▶ Instructions for the task: Your task is to output the data exactly as it stands.

▶ Data under study:
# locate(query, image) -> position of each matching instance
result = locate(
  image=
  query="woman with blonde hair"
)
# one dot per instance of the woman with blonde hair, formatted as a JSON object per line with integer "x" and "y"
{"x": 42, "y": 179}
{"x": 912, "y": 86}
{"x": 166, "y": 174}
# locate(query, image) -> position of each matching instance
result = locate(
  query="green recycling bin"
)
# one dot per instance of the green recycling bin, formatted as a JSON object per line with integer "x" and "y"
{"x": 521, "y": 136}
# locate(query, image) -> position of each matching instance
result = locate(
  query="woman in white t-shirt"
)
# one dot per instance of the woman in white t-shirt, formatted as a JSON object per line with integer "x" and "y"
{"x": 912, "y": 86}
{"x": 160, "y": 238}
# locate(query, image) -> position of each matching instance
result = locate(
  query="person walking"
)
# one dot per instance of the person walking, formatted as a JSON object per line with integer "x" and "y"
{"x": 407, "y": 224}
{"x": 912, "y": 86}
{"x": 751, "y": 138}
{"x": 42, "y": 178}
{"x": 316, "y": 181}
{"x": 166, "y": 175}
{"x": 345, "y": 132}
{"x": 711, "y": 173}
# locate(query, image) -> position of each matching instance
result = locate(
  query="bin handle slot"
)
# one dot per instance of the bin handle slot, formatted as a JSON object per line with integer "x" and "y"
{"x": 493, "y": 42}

▶ Task answer:
# locate(query, image) -> position of each matching instance
result = locate(
  image=
  query="woman with blonde hair"
)
# one dot per instance of the woman with blonde hair, formatted as a JSON object per line with integer "x" and "y"
{"x": 42, "y": 179}
{"x": 912, "y": 86}
{"x": 166, "y": 174}
# locate(query, image) -> position of each matching instance
result = locate(
  query="green recycling bin"
)
# one dot per instance of the green recycling bin, formatted as a JSON object per line with integer "x" and "y"
{"x": 521, "y": 136}
# locate(query, image) -> position of each matching instance
result = locate(
  query="woman in white t-shirt"
)
# one dot per instance of the woman in white t-shirt, formatted as a JSON object per line with integer "x" and "y"
{"x": 912, "y": 86}
{"x": 160, "y": 238}
# locate(query, image) -> position of each matching instance
result = locate(
  query="person walking"
)
# one dot per instance of the person walking, formatted as a JSON object per line with integer "x" and "y"
{"x": 407, "y": 224}
{"x": 912, "y": 86}
{"x": 751, "y": 138}
{"x": 42, "y": 178}
{"x": 316, "y": 181}
{"x": 166, "y": 175}
{"x": 345, "y": 132}
{"x": 711, "y": 173}
# locate(query, image) -> position of each matching instance
result = locate(
  query="bin handle slot"
)
# one dot per instance of the bin handle slot, formatted as a JSON object per line with integer "x" and "y"
{"x": 493, "y": 42}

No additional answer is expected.